▶ [Page excerpt]
* BEGIN *
I would say we've learned a lot. We've tried many different sizes. We have a 64,000 square foot store, a 55,000, a 35,000 outside of our normal prototype. And so we've really learned like what makes the most sense for Kohl's to be able to deliver the right assortment to the community. I would say maybe the 35 ks we're finding is a little too small.

Jill Timm
Chief Financial Officer at Kohl’s

And so we're kind of really focusing and centering ourselves on the 55 ks. And I think that's a way for us to reach more communities that we're not serving today. And potentially as we make a downsize opportunity out of some of our 88,000 square feet just to heighten the productivity of those stores. So I think there's always going to be edits around the store portfolio to continue to elevate its productivity, but I don't see that there's gonna be a ton of closures there outside of the normal hygiene that we'll do every year as we look at that store base. In terms of tariffs, I would say it is a fluid situation given the news last night and this morning.
* END *
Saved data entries
* BEGIN *
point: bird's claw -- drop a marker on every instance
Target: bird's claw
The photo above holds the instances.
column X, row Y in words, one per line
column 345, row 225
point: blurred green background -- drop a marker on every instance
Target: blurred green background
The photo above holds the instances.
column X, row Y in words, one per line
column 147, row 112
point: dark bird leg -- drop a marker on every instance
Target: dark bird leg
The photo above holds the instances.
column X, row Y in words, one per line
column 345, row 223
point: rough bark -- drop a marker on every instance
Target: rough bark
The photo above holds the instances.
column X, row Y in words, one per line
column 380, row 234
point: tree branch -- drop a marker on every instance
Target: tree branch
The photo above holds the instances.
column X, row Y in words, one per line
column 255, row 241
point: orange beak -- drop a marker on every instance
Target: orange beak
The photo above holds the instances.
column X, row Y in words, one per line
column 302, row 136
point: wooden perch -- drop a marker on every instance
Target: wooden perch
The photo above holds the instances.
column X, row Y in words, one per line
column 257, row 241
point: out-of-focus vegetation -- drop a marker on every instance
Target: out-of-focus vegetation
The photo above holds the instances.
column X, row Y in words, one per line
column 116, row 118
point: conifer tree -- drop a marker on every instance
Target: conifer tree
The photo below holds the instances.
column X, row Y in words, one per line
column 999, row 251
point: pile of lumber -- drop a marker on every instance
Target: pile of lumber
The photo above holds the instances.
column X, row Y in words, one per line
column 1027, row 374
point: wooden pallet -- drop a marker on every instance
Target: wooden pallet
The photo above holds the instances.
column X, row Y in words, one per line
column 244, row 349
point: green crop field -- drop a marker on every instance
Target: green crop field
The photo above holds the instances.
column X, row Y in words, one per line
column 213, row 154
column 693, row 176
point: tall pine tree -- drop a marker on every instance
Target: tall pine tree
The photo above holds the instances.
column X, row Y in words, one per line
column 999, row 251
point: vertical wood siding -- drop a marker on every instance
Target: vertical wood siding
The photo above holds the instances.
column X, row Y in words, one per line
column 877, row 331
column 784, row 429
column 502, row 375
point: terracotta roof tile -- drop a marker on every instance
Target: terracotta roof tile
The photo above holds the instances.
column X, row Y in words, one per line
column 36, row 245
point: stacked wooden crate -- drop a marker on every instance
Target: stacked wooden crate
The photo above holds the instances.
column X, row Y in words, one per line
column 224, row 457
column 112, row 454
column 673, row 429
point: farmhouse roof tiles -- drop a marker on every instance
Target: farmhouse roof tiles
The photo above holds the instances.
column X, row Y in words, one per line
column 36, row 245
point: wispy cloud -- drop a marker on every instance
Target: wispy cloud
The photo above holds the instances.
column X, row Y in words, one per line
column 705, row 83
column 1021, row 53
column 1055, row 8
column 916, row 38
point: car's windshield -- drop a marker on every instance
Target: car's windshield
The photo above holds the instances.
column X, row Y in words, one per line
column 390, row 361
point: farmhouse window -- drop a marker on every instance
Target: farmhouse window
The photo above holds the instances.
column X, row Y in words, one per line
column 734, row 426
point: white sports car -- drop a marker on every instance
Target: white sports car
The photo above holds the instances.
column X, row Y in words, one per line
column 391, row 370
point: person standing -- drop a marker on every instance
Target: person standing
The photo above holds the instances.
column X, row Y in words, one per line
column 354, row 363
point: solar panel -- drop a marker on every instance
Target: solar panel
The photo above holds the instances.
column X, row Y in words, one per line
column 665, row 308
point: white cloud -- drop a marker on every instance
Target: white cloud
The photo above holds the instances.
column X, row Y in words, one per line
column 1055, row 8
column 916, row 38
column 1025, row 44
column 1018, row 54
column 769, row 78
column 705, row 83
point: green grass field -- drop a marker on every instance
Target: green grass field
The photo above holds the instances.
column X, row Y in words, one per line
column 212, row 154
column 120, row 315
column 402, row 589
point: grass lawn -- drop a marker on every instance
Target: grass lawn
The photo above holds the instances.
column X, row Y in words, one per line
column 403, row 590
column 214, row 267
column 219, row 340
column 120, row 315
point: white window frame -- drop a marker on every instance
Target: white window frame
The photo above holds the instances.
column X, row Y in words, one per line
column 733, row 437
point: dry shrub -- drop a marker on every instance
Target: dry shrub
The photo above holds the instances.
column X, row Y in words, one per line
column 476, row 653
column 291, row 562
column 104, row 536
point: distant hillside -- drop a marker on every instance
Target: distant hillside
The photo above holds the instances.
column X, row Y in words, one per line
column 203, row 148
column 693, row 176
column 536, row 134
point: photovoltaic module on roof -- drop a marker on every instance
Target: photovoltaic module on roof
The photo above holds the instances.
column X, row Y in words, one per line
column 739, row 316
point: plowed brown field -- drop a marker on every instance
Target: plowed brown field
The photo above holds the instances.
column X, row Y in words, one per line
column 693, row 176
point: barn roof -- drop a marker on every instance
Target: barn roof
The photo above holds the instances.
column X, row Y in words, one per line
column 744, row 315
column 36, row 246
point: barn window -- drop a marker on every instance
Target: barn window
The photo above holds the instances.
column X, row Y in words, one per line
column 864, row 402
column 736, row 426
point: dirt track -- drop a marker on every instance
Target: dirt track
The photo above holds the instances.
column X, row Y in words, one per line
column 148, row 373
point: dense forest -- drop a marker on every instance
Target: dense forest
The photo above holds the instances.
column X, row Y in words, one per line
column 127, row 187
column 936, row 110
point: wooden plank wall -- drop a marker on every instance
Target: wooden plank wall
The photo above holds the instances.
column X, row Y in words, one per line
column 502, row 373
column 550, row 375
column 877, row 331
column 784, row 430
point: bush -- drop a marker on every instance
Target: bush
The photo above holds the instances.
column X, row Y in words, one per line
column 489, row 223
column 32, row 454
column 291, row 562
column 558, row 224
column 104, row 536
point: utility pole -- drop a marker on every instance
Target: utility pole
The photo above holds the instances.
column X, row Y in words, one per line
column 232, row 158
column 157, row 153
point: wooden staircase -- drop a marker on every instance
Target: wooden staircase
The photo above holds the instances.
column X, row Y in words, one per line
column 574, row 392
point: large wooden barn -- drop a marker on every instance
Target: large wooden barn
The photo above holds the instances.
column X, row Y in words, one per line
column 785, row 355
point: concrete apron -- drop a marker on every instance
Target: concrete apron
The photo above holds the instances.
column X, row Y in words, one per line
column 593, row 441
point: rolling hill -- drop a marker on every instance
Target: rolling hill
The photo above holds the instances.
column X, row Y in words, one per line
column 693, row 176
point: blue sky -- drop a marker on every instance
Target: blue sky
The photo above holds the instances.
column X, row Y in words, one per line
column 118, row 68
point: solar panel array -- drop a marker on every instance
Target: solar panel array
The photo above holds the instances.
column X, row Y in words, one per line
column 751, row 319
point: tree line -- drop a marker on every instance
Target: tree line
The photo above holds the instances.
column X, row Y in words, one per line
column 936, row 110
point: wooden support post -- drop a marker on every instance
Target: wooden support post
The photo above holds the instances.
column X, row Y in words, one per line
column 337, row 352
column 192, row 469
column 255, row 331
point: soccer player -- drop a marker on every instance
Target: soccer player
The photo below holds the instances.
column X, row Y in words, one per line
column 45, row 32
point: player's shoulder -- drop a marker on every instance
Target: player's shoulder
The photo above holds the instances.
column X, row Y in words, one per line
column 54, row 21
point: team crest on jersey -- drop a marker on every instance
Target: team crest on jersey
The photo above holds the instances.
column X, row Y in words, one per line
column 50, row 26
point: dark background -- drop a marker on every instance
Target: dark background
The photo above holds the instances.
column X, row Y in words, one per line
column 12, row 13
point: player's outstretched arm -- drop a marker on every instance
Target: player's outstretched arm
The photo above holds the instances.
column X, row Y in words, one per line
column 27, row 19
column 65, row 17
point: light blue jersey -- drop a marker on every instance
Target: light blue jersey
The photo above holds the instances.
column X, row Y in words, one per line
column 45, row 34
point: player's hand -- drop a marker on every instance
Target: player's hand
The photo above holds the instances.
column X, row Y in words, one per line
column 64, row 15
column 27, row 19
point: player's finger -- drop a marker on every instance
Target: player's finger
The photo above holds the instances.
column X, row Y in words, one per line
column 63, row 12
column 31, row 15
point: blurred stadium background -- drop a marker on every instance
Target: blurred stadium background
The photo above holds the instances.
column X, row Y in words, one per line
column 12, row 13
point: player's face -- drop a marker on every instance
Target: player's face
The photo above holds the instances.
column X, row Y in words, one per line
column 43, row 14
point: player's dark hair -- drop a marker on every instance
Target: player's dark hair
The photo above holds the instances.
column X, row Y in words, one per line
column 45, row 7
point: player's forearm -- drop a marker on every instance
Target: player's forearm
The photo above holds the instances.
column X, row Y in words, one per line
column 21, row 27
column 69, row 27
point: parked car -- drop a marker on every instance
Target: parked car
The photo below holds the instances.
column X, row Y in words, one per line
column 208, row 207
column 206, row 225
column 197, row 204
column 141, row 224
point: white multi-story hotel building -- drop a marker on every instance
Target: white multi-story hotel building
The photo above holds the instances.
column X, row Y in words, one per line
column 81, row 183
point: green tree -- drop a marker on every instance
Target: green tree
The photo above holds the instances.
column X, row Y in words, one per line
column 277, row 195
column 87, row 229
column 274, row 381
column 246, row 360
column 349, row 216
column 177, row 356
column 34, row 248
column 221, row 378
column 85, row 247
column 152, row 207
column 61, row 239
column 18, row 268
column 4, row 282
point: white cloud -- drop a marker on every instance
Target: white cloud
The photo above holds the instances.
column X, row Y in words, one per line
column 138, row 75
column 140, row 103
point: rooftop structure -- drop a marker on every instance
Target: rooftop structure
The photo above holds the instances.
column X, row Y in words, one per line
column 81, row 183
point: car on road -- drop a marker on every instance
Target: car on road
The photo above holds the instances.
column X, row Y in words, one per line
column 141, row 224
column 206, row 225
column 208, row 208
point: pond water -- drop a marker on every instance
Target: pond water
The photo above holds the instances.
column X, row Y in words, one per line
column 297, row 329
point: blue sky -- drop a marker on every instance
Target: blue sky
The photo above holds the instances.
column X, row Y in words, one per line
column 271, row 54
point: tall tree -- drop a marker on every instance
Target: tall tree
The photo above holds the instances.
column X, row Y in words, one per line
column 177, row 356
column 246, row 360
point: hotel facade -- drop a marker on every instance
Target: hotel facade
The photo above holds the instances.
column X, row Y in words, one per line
* END *
▶ [Problem]
Answer these questions about the Kohl's store-size excerpt:
(a) Which store size is described as possibly a little too small?
(b) Some stores of what square footage could be downsized?
(c) How is the tariff situation described?

▶ [Reply]
(a) The 35,000-square-foot store (the 35 ks).
(b) Some of the 88,000-square-foot stores.
(c) As a fluid situation, given the news last night and this morning.